(Available data begins)

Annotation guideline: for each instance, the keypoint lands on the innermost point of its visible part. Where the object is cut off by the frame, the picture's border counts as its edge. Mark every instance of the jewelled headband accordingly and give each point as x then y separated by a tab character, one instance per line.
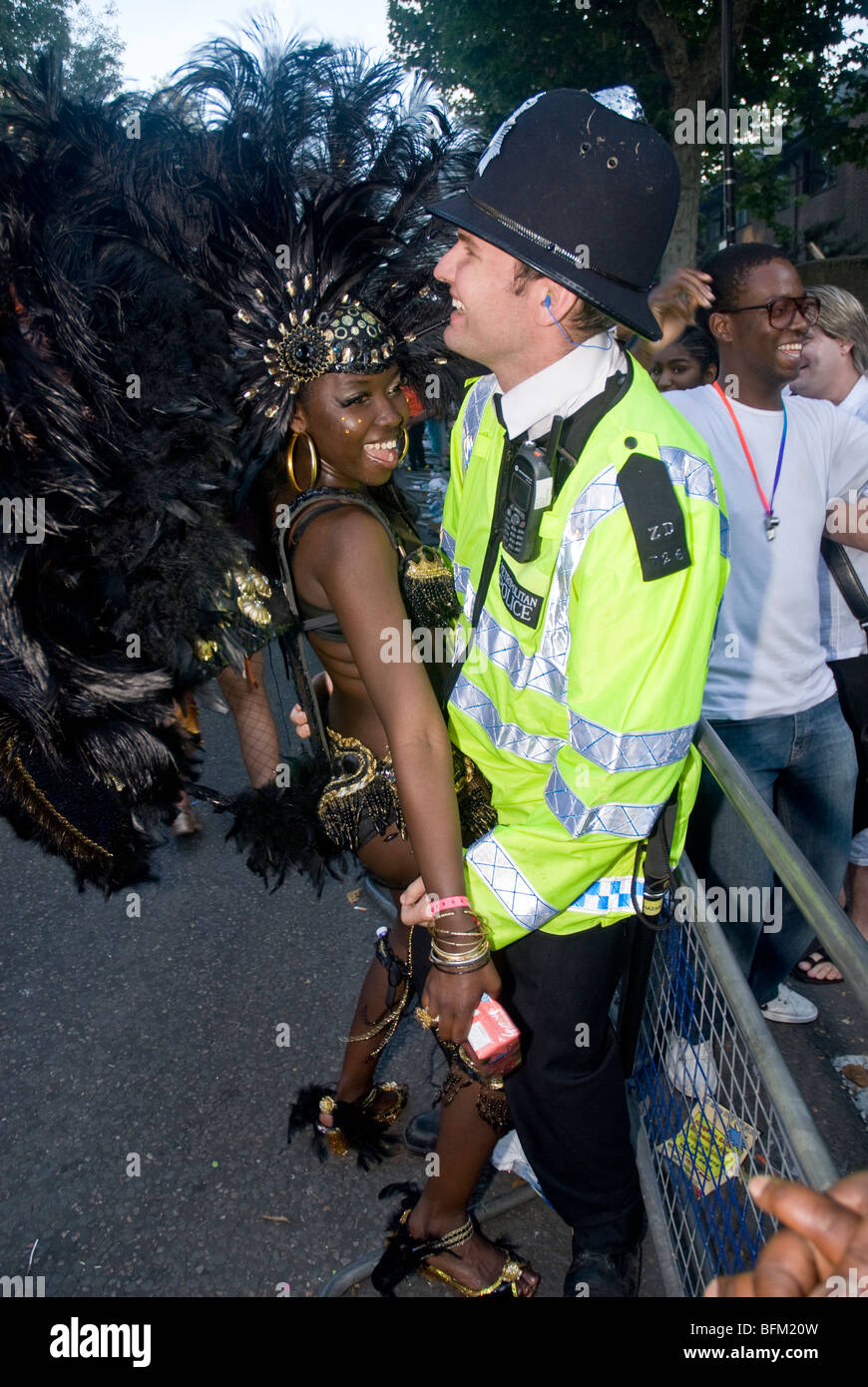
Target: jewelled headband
347	338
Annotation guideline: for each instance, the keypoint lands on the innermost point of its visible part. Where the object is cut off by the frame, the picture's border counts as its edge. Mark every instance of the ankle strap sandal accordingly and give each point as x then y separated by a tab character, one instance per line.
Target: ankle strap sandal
405	1254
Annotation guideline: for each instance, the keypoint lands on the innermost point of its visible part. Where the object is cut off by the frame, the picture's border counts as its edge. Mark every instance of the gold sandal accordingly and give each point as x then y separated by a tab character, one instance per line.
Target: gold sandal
404	1255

(Available data ends)

Required work
Only the lines from the one containing "Target: ankle strap sandal" to the end of the records should be repeated, exactly as they appear.

Exercise result
Target: ankle strap sandal
405	1254
Annotation guideline: for each instance, the keypoint lands on the innermost point of its visible part. Where the object is cut off by the frame, the picture's border counts as its edge. Mark every instance of the gold sandal accordingly and give each point as x then y separated by a tab character, one instance per line.
Target: gold sandal
404	1255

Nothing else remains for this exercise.